*ТРЕБОВАНИЯ*
Выберите из строк ниже все, где встречается слово «uniform», и перепишите каждую из них полностью.
::: ФРАГМЕНТЫ ДАННЫХ
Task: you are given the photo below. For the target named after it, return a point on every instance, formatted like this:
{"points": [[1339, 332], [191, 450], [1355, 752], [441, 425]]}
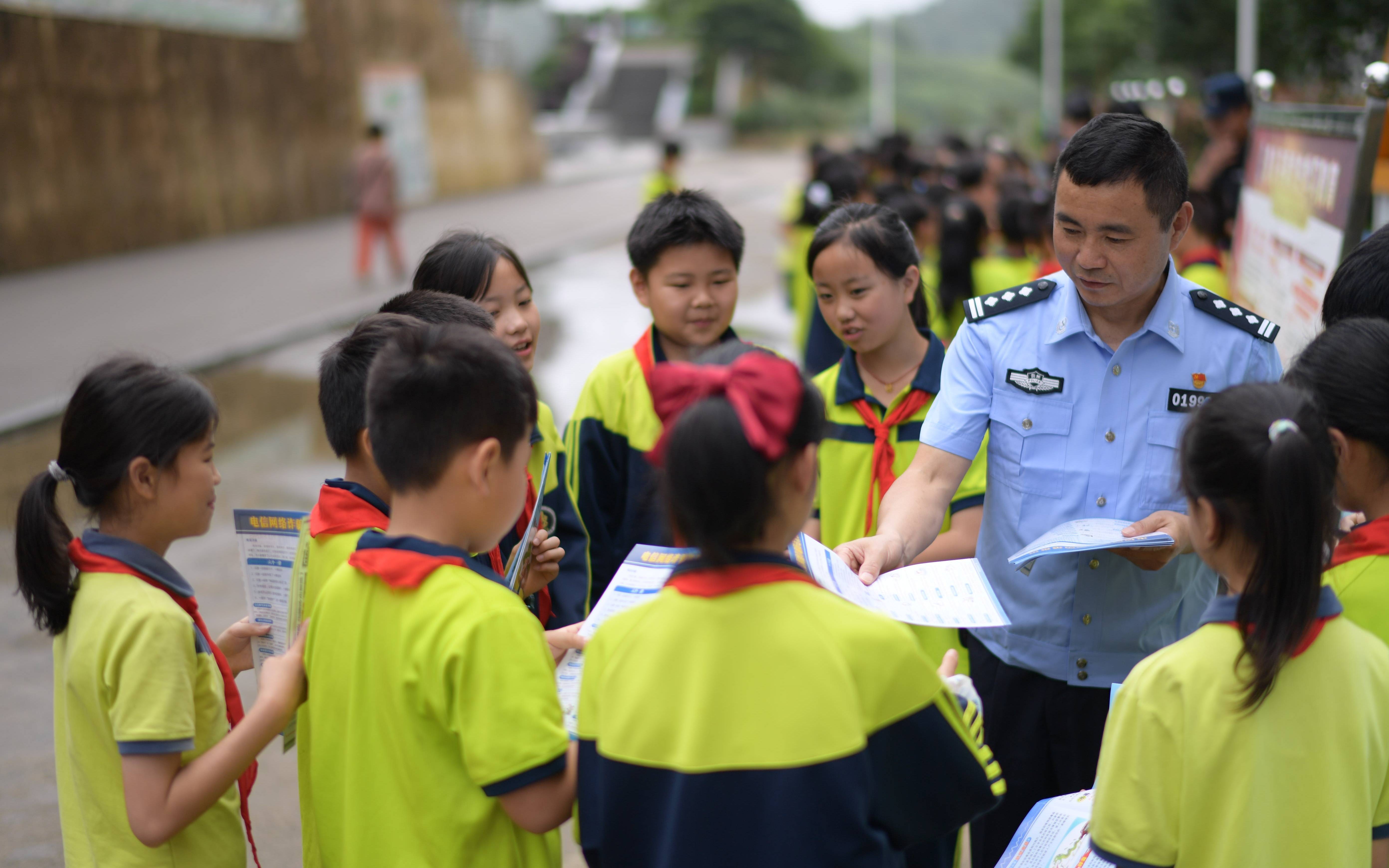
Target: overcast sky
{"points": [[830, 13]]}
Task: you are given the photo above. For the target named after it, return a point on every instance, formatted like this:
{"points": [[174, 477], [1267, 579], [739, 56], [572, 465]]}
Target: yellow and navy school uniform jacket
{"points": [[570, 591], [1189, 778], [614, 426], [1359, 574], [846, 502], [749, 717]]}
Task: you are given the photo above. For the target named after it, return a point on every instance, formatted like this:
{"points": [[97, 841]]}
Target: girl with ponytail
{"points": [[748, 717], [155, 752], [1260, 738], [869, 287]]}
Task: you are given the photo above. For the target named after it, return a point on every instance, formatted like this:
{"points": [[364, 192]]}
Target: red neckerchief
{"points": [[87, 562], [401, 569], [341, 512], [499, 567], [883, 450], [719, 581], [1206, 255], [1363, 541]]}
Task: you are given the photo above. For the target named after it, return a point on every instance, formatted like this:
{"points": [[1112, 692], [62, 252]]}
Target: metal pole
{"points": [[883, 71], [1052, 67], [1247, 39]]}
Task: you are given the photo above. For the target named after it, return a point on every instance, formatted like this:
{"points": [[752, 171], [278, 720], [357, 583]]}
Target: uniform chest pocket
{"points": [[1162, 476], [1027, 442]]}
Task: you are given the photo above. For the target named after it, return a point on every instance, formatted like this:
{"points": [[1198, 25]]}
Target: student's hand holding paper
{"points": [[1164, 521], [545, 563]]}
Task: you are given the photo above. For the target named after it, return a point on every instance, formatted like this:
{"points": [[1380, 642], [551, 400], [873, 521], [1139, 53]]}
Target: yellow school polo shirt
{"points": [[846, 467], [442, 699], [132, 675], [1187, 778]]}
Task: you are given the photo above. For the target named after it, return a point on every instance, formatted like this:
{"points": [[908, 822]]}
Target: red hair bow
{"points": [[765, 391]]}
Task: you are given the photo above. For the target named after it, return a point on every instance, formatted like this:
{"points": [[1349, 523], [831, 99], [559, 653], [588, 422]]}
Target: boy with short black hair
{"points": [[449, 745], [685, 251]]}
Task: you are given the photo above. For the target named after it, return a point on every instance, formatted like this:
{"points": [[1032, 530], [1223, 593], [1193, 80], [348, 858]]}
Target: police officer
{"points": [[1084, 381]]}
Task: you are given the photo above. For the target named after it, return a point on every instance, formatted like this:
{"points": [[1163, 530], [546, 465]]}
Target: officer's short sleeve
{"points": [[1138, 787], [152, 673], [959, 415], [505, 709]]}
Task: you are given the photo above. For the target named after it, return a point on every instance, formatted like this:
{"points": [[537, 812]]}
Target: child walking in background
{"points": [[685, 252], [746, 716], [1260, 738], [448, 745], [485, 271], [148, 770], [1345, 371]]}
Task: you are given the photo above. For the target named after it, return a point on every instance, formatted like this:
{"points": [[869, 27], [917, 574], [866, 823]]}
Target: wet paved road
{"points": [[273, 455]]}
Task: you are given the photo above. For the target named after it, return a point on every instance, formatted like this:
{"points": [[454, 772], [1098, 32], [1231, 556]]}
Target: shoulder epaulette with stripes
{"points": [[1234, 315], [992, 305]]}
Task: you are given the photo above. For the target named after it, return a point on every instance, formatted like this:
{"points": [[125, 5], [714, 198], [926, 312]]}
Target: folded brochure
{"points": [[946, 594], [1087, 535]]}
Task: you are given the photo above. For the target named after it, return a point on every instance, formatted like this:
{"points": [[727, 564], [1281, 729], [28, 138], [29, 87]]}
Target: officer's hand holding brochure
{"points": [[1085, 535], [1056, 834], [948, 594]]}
::::::
*ПИСЬМЕННЫЙ ОТВЕТ*
Target: yellow and navy school uniform jacket
Target: uniform chest pocket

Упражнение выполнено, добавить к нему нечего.